Once all 3 numbers are correctly entered, the program will "decrypt" and print out the flag.
300 - Bad CryptXor - You're presented with an x86-64 Linux binary as well as an encrypted file.  The program used
to encrypt the file is a pretty simple XOR cipher, however, the file is hidden behind a password-protected, custom
cryptor.  So the user will have to unwind the cryptor or use a debugger to reveal the embedded 2nd binary.

-- MISC/FORENSICS --
100 - [Challenge Name] - [Challenge Description]
200 - [Challenge Name] - [Challenge Description]
300 - [Challenge Name] - [Challenge Description]

-- WEB --
100 - Signed, Sealed, Delivered, I'm Yours! - You're presented with a register/login page. You can register
and login to accounts. Once logged in, there's a button that says "Get Flag". If you click it, you'll get an
error saying you're unauthorized. The solution is to modify the JWT stored in localStorage and modify the
admin claim to be true, and change the signing algorithm to none. Since the server doesn't verify algorithm,
it accepts the none signing algorithm, and accepts that you're an "admin". When you hit "Get Flag" with this
crafted JWT, you get the flag.
200 - Yours truly - In this challenge there is no frontend at all. Instead, all that's given is the 
path to an OpenAPI document on a backend. This doc outlines an API for a service that returns Hackers 
characters, paths to images, and presigned URLs to those paths. You notice in the OpenAPI document 
that there's a commented out portion for a header called X-Debug-Characters. You expose an nginx 
server to the internet and pass it's URL in that header. You see a GET /users request, so you 
configure nginx to respond with a JSON blob that looks similar to the original backend response but 
with just the paths and names (no presigned URLs). You now see the backend is presigning whatever 
paths your server returns. You look again in the OpenAPI documentation and see a default value for the 
path in the response of a random UUID. You try returning this path from your fake server, and get a 
presigned URL for it. You go to the URL and an image containing the flag is returned.

▬▬▬▬▬▬

- What the task asks -
Translate into Spanish this sentence from the challenge descriptions: "The solution is to modify the JWT stored in localStorage and modify the admin claim to be true, and change the signing algorithm to none."

Collected data
▬▬▬▬▬▬

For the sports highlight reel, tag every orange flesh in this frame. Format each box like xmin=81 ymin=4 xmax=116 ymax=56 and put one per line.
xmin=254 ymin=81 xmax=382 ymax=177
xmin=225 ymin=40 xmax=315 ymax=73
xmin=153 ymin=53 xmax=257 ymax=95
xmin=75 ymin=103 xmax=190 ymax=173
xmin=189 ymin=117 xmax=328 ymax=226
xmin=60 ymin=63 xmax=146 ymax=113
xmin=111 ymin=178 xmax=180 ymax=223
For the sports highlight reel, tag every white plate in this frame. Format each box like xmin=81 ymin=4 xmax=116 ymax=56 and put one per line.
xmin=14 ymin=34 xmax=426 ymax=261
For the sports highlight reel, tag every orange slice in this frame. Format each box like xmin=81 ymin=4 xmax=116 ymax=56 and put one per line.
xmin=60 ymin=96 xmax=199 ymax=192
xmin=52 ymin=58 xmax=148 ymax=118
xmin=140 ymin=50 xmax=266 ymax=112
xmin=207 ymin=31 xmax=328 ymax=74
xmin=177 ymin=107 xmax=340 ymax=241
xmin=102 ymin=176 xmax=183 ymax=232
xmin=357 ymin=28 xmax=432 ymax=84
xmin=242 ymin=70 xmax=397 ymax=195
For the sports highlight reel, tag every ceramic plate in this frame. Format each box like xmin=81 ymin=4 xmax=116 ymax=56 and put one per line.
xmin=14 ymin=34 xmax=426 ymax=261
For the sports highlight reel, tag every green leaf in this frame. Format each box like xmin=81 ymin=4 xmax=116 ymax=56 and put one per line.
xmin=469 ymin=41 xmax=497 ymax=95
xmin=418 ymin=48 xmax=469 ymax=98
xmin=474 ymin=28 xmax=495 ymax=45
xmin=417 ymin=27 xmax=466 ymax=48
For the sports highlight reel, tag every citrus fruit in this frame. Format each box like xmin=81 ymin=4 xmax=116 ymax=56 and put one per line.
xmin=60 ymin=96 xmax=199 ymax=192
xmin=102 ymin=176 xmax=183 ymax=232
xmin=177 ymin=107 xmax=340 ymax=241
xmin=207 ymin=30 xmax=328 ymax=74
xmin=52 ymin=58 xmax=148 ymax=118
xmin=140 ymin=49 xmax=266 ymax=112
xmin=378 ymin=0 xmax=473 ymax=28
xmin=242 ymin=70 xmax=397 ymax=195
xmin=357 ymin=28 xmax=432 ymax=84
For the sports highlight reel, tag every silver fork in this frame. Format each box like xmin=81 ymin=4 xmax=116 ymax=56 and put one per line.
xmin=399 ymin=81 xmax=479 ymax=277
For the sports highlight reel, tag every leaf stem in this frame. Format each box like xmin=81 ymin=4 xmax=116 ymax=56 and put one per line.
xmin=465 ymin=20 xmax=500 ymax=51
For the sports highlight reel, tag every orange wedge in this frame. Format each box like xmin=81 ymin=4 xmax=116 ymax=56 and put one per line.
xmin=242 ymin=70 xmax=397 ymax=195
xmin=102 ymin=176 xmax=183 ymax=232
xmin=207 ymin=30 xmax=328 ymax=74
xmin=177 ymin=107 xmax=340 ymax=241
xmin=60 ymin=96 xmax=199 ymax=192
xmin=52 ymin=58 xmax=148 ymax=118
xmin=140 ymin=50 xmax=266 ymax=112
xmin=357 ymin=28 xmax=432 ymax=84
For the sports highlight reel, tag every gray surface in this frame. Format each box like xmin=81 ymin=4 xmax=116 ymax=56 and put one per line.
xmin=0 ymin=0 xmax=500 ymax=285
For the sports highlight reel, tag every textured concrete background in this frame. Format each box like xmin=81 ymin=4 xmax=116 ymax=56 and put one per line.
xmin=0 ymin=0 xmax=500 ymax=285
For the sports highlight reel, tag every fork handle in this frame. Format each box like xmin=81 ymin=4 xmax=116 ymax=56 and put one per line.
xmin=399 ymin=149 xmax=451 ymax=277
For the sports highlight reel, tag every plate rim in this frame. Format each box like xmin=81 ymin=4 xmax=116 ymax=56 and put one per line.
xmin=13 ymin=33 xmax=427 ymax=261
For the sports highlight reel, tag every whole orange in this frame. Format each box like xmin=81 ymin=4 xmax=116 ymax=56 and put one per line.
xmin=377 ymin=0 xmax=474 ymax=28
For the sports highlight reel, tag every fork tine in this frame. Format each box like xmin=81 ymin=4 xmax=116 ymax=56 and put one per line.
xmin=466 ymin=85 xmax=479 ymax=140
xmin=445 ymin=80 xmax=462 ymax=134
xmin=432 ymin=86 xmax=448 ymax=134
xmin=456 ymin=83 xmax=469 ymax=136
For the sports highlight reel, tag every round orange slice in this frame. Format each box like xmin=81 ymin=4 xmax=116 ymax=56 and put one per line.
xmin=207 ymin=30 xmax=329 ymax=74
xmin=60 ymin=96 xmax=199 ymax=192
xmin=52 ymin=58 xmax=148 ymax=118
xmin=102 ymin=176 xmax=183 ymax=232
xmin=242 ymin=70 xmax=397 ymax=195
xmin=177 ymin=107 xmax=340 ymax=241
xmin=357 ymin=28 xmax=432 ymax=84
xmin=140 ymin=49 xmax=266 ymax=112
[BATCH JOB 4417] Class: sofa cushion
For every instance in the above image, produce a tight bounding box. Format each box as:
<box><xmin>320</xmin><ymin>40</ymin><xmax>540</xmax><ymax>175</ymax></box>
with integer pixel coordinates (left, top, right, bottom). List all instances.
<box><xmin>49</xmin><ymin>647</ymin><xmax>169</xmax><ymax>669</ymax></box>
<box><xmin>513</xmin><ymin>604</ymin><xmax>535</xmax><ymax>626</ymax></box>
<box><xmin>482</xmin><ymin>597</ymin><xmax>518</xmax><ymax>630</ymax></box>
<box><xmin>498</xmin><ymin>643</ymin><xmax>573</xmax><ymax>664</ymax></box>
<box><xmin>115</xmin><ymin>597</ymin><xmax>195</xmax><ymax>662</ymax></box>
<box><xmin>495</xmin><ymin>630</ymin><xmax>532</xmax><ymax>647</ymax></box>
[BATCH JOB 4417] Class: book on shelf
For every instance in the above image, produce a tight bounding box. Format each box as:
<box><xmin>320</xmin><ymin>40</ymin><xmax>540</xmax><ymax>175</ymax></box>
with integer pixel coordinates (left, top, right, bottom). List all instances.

▬▬▬▬▬▬

- Solved problem -
La solución consiste en modificar el JWT almacenado en localStorage, modificar el claim admin para que sea true y cambiar el algoritmo de firma a none.